:: Task prompt ::
Please answer these questions using the year-end commentary below, one answer per line:
1. Which country does it name as having looked to cryptocurrency for refuge?
2. What energy sources does it say are back in the mix in the short term?
3. When did the China scare happen?

:: Excerpted passage ::

#####

Poor countries face great uncertainties as the new year dawns. Laid low already by food shortages resulting from the Ukraine war and resultant soaring prices for essential commodities, they are also bearing the brunt of skyrocketing energy prices, on top of which the strengthening dollar increases their import bills and hurts poor countries that are already hurting. Those (like El Salvador) who thought they might seek refuge in cryptocurrency are having to cope with the collapse of the crypto bubble, which has dramatically reduced the value and utility of cryptocurrencies around the world.
Is there no positive news at all amid this long tale of woe and gloom, you ask? There is some: environmentalists are happy to see the renewed emphasis on clean energy and renewable energy, partly driven by the sanctions on Russia over the Ukraine war, which have forced many countries to reduce their dependence on oil and gas. In the short term, though, coal and thermal energy is back in the mix to compensate for scarce and more expensive hydrocarbons. Indians seem more focused on the horrific realities of air pollution than ever before, which should, one hopes, lead to some actionable policy initiatives that will stop crores of us choking on foul air every day.
Till the China scare in mid-December, Covid was largely seen around the world as past, and we had witnessed a dramatic upsurge in tourism and the revival of the all-but-gasping hospitality industry. The world’s travellers had not yet re-attained pre-pandemic levels, though, before the new alarmism over alleged deadly variants of Covid emerging from China once again cast a damper on many people’s plans. In India, we have seen tourism pick up from Kashmir to Kerala, and the airline industry begin to return almost to pre-Covid schedules. As year ends, however, it remains to be seen whether the anxiety spreading from China’s new wave of Covid reverses those gains yet again.

#####

:: Referring expression pointing data ::
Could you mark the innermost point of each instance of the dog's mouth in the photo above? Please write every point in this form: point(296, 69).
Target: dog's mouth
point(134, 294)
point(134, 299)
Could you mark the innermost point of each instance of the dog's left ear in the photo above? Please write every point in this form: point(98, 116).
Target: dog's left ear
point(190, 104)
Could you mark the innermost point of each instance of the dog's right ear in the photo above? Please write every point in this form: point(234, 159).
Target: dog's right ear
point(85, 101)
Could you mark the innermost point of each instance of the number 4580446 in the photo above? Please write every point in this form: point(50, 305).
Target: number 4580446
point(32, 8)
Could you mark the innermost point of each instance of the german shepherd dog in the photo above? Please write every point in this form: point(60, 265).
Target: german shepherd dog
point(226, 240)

#####

:: Response to this exercise ::
1. El Salvador
2. Coal and thermal energy
3. Mid-December